- **Exercise tasks**:
- A) Reproduce the part of the forum excerpt on the star's age starting with "Quote from: the_roche_lobe" and going on through "a few billion.".
- B) In the forum excerpt on the star's age, what metallicity value is given for the star?
- C) For each statement below, say whether it agrees with the forum excerpt on the star's age, and quote the deciding words: (i) The ages of extremely long-lived M dwarfs are easy to determine. (ii) The star appears to be quiet in terms of flares. (iii) The star has a slow rotation rate.

- **Page excerpt**:
== Segment start ==
That number is only a very rough minimum. The age of extremely long lived M dwarfs is notoriously hard to pin down because they evolve so slowly. The star could be billions of years old, especially because it seems to be a quiet star flare-wise.
Quote from: the_roche_lobe on 02/23/2017 08:13 amThat number is only a very rough minimum. The age of extremely long lived M dwarfs is notoriously hard to pin down because they evolve so slowly. The star could be billions of years old, especially because it seems to be a quiet star flare-wise.On the other hand, it has a high metallicity ([Fe/H] = +0.04), which suggests it can be *too* old. Similarly, it has a fast rotation rate. But as you say, 0.5 billion is a minimum. It could easily be a few billion.
== Segment end ==
- **Data excerpts**:
== Segment start ==
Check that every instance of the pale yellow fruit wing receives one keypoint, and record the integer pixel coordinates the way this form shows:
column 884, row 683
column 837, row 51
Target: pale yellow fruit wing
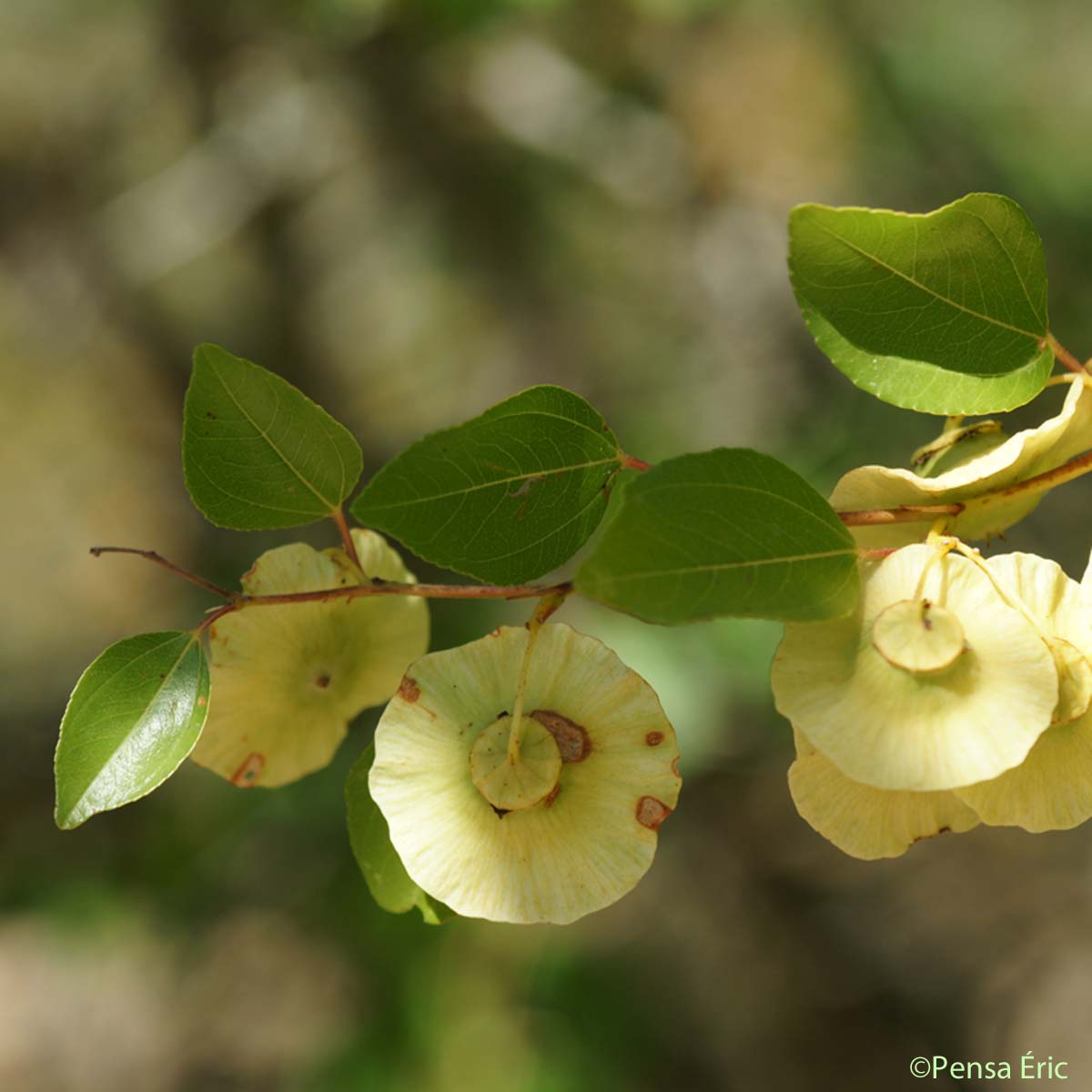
column 1025, row 454
column 288, row 680
column 1063, row 609
column 866, row 823
column 890, row 729
column 581, row 849
column 1051, row 790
== Segment end ==
- **Answers by item**:
- A)
Quote from: the_roche_lobe on 02/23/2017 08:13 amThat number is only a very rough minimum. The age of extremely long lived M dwarfs is notoriously hard to pin down because they evolve so slowly. The star could be billions of years old, especially because it seems to be a quiet star flare-wise.On the other hand, it has a high metallicity ([Fe/H] = +0.04), which suggests it can be *too* old. Similarly, it has a fast rotation rate. But as you say, 0.5 billion is a minimum. It could easily be a few billion.

- B) [Fe/H] = +0.04

- C)
(i) No: "The age of extremely long lived M dwarfs is notoriously hard to pin down"
(ii) Yes: "it seems to be a quiet star flare-wise"
(iii) No: "it has a fast rotation rate"